* _EXERCISE OBJECTIVE_
Tally the lines in the data below that contain the string "muzzle" and give only that number.

* _STORED RECORDS_

--- begin ---

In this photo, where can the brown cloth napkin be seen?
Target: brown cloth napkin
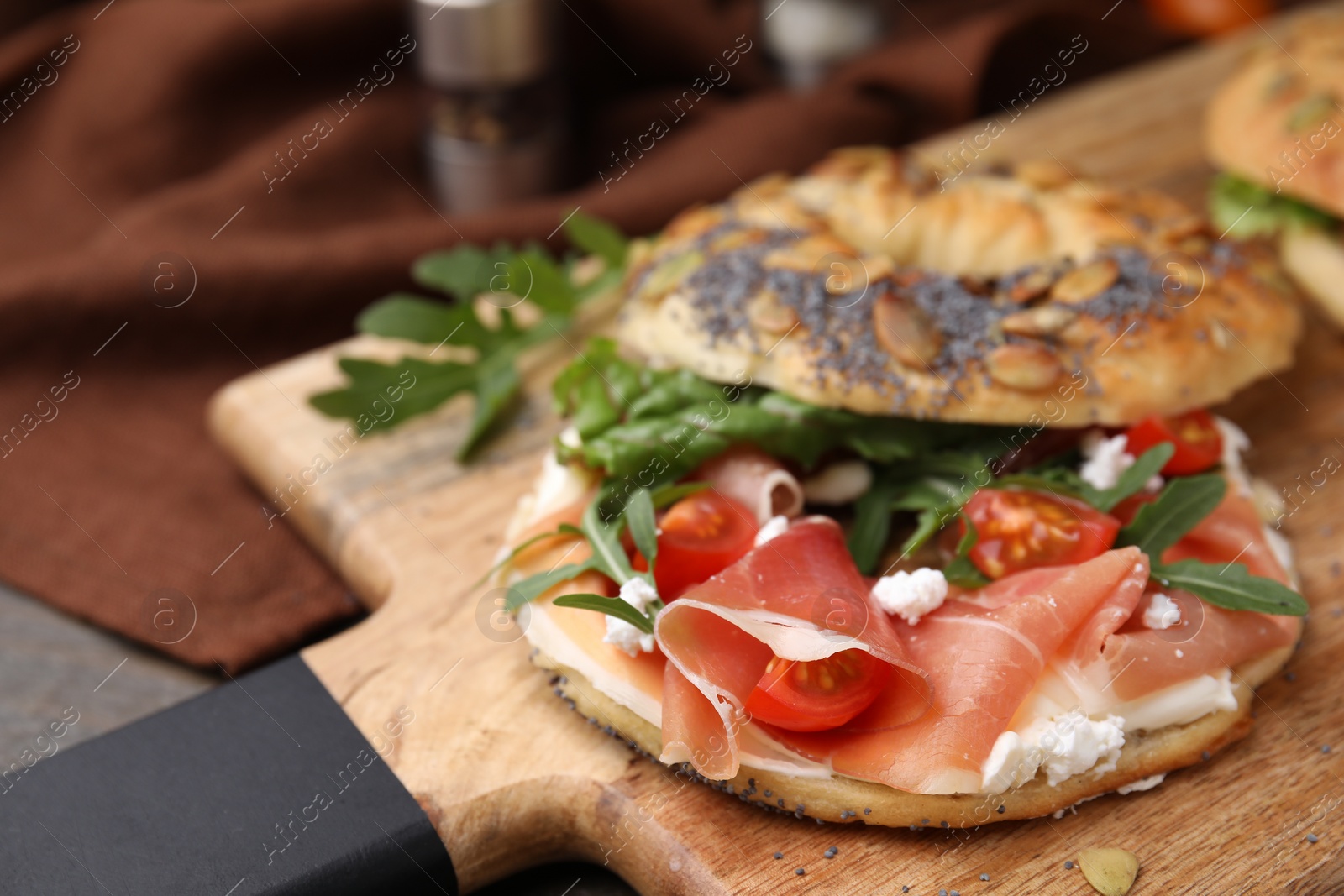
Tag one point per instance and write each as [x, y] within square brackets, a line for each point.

--- end ---
--- begin ---

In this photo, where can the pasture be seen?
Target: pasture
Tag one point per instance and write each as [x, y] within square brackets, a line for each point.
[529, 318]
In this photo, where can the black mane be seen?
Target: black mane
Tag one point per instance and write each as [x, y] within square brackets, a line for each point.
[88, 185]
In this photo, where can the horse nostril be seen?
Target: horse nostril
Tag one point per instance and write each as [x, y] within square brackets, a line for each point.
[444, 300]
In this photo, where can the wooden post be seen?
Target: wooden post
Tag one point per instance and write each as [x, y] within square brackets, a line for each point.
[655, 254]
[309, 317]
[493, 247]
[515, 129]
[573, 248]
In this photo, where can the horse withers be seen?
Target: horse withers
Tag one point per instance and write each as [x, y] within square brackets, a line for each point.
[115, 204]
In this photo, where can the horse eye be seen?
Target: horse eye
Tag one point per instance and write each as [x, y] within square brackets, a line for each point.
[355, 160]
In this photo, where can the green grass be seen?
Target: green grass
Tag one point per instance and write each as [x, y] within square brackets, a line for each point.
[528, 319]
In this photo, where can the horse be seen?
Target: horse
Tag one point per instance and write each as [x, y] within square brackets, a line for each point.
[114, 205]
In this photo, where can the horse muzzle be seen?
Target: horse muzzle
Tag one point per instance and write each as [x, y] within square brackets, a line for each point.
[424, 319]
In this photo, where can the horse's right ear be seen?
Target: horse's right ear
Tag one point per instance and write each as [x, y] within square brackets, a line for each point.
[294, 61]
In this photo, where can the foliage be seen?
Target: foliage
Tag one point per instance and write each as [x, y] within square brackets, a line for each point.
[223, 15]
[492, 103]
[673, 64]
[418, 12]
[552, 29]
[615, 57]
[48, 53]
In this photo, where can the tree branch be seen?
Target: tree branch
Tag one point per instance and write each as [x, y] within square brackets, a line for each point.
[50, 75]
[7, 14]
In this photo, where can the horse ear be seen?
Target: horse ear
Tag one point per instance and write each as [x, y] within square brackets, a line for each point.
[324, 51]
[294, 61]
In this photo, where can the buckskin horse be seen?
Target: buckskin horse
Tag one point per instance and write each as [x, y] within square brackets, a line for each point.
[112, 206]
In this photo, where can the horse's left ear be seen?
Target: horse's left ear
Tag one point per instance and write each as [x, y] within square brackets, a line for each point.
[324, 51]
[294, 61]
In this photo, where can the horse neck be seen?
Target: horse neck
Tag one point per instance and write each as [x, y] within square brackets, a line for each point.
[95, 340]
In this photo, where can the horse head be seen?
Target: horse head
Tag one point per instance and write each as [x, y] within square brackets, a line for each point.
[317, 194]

--- end ---
--- begin ---

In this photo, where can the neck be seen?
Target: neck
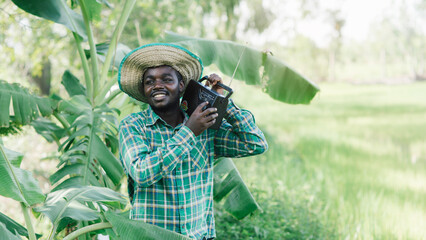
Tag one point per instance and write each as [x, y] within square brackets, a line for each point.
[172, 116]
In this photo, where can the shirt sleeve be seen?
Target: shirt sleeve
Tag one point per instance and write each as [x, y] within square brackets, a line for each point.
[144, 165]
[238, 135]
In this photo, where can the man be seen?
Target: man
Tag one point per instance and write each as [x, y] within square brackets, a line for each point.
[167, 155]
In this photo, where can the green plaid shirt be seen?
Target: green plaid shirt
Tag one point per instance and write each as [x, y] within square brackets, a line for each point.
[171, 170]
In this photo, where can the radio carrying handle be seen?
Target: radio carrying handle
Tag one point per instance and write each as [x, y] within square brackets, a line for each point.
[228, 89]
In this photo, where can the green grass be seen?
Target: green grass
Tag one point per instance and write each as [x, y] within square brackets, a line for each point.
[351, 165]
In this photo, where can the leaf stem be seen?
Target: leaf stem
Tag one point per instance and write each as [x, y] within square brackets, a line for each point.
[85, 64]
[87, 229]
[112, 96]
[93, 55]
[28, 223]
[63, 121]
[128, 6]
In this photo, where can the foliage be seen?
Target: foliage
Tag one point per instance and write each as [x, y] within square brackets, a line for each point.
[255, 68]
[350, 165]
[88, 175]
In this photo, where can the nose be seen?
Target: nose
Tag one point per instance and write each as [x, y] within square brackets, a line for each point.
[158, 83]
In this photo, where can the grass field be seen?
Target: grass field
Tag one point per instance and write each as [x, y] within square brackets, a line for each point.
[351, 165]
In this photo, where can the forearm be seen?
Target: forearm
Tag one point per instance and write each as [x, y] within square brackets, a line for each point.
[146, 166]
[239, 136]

--- end ---

* _OUTPUT OF THE EXERCISE_
2